• [What to produce]: Can you return every one of the lines below word for word?
[START OF Material to process]
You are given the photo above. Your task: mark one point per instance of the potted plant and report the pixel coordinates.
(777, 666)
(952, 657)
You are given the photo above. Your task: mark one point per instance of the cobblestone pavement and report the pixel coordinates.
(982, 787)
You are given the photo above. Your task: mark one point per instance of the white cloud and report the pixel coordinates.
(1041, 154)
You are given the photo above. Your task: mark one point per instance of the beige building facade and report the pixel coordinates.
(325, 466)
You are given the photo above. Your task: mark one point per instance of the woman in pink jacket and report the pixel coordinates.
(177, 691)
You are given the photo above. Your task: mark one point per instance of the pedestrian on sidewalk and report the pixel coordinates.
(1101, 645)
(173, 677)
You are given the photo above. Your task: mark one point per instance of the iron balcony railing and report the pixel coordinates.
[END OF Material to process]
• [Exercise output]:
You are given the photo above. Your task: mark one point per instance of the potted plant and report the pixel coordinates.
(777, 666)
(952, 657)
You are given the photo above. Your task: mark one point per instance of the cobblestone pavement and report the pixel coordinates.
(982, 787)
You are given the photo above. Your task: mark one point per instance of the white cloud and report the pixel coordinates.
(1041, 154)
You are given the photo above. Your task: mark one point per instance of the beige building facade and report the pixel coordinates.
(325, 466)
You are given the photo above. Your task: mark one point per instance of the woman in pink jacket and report the pixel coordinates.
(177, 691)
You are given the photo above. Your task: mark one point per instance of the pedestrian on sidewalk and report the pixel coordinates.
(1101, 645)
(173, 677)
You are given the photo above. Your task: mark one point per instance of the iron balcony railing and report the pixel coordinates.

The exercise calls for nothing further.